• About this task
Line by line, retype the whole listing exactly.

• Provided data
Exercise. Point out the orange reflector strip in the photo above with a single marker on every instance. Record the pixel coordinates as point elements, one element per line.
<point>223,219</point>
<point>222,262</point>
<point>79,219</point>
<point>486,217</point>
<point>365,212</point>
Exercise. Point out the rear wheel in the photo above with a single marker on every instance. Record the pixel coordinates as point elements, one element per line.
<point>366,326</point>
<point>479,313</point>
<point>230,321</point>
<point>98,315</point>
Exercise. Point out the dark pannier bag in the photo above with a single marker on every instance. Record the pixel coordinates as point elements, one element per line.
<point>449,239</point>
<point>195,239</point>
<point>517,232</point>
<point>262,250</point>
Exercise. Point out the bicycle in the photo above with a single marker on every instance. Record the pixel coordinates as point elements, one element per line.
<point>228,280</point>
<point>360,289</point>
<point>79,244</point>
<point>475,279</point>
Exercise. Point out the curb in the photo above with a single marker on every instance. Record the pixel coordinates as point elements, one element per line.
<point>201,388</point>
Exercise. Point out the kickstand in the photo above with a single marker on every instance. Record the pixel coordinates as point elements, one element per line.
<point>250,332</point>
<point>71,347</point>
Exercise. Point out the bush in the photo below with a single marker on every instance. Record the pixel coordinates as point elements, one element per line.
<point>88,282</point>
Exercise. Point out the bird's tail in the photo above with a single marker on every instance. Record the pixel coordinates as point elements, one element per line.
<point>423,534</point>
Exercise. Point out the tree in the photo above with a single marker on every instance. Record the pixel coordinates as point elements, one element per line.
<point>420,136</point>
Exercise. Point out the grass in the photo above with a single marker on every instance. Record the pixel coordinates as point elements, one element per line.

• Exercise response
Exercise. Point out the orange reflector strip in the photo above with a single marker on every instance. Record the pixel coordinates as point elements, one element per line.
<point>223,219</point>
<point>222,262</point>
<point>79,219</point>
<point>486,217</point>
<point>365,212</point>
Exercise. Point out the rear wheel in the photo above with a single marker on every instance. Record the pixel coordinates as point elements, one element per line.
<point>366,326</point>
<point>479,313</point>
<point>230,321</point>
<point>98,315</point>
Exercise. Point out the dark pannier bag in the photo above with a single marker on every instance. Record the pixel coordinates as point elements, one element per line.
<point>449,239</point>
<point>195,239</point>
<point>517,232</point>
<point>262,250</point>
Exercise. Point out the bicycle in the photo above with a single marker on every instance. Record the pixel coordinates as point elements, one element per line.
<point>228,280</point>
<point>360,289</point>
<point>79,244</point>
<point>475,279</point>
Exercise. Point out the curb in the photo above with a single marker on every instance. Record the pixel coordinates as point elements, one element per line.
<point>201,388</point>
Exercise. Point out the kickstand in the photo above with a single marker on every instance. Record the pixel coordinates as point elements, one element per line.
<point>250,332</point>
<point>71,347</point>
Exercise. Point out the bush in the photo below with a single marker on every instance. Record the pixel coordinates as point elements, one element per line.
<point>88,282</point>
Exercise. Point out the bird's tail in the photo above with a single marker on every instance. Record the pixel coordinates as point elements, one element per line.
<point>423,534</point>
Exercise. Point out the tree in the photo above with a single marker on every instance. Record the pixel coordinates as point elements, one element per line.
<point>420,136</point>
Exercise. Point out the grass in the photo above with a single marker on every instance. Record the pixel coordinates as point elements, one element per line.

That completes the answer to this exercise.